▸ What you are asked to do
Return each line of the items below that contains the word "seed", copying every such line in full.

[start]

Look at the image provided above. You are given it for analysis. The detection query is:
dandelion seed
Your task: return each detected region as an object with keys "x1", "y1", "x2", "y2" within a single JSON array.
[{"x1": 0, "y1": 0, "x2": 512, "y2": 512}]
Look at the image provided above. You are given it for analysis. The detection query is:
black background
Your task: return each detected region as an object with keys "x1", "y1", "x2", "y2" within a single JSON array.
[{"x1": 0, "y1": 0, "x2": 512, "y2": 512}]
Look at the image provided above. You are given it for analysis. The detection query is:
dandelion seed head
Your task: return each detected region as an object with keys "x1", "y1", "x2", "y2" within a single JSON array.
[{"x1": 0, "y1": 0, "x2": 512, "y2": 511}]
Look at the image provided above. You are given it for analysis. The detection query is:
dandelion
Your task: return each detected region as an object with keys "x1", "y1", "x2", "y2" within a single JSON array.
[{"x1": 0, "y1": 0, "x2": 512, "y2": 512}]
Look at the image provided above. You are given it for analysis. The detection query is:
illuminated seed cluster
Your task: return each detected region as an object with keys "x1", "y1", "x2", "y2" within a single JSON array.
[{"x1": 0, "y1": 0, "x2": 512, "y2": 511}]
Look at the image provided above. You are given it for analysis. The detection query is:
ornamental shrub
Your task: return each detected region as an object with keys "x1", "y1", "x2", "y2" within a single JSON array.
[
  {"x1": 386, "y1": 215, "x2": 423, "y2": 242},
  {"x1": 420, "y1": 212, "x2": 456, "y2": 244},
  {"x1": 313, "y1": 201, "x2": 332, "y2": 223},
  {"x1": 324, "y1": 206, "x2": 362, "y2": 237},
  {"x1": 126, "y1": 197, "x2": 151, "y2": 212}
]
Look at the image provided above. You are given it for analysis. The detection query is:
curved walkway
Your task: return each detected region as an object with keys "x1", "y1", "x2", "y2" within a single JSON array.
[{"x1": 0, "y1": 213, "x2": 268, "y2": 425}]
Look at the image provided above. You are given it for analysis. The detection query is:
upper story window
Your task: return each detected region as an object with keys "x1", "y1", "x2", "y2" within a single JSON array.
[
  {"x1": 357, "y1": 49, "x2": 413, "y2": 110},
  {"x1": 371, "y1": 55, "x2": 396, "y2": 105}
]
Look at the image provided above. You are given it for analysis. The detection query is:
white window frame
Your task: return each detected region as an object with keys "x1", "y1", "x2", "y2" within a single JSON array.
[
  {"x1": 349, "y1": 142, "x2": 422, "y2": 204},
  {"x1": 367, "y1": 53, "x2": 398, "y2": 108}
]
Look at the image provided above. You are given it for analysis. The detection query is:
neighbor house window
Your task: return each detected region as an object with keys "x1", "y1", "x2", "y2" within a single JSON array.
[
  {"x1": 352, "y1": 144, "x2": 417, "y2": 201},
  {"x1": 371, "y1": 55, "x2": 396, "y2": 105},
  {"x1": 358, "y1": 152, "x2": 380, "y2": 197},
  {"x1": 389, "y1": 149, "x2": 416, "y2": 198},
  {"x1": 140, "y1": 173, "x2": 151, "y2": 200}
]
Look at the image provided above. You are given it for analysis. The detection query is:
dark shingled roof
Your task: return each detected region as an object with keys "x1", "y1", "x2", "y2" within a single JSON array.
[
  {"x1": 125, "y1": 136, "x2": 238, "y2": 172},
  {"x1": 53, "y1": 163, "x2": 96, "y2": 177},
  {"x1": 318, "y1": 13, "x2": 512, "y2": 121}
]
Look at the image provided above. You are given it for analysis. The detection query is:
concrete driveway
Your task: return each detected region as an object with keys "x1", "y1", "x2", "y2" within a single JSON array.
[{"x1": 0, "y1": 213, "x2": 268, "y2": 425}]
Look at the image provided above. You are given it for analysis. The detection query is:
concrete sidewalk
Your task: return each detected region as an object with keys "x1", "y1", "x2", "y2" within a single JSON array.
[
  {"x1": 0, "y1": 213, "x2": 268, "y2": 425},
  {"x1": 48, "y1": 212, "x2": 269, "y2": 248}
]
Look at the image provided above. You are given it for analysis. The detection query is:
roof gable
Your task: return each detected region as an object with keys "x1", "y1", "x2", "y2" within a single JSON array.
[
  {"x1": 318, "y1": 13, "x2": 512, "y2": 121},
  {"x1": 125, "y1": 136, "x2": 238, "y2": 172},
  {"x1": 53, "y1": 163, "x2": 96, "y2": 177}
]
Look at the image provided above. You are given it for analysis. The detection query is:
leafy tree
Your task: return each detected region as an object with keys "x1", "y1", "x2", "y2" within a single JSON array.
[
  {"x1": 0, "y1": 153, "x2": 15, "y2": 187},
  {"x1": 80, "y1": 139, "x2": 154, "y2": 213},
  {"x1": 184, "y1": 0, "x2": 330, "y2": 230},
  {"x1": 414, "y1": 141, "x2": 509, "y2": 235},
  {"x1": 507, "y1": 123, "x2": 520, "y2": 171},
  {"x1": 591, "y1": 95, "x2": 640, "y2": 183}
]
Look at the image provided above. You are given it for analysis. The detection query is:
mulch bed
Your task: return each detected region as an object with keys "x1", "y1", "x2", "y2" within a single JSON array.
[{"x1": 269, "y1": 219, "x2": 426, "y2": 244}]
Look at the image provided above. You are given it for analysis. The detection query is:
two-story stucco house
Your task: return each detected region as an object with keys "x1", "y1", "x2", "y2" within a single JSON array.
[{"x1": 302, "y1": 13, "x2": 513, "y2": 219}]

[end]

▸ The answer
dandelion seed
dandelion seed head
illuminated seed cluster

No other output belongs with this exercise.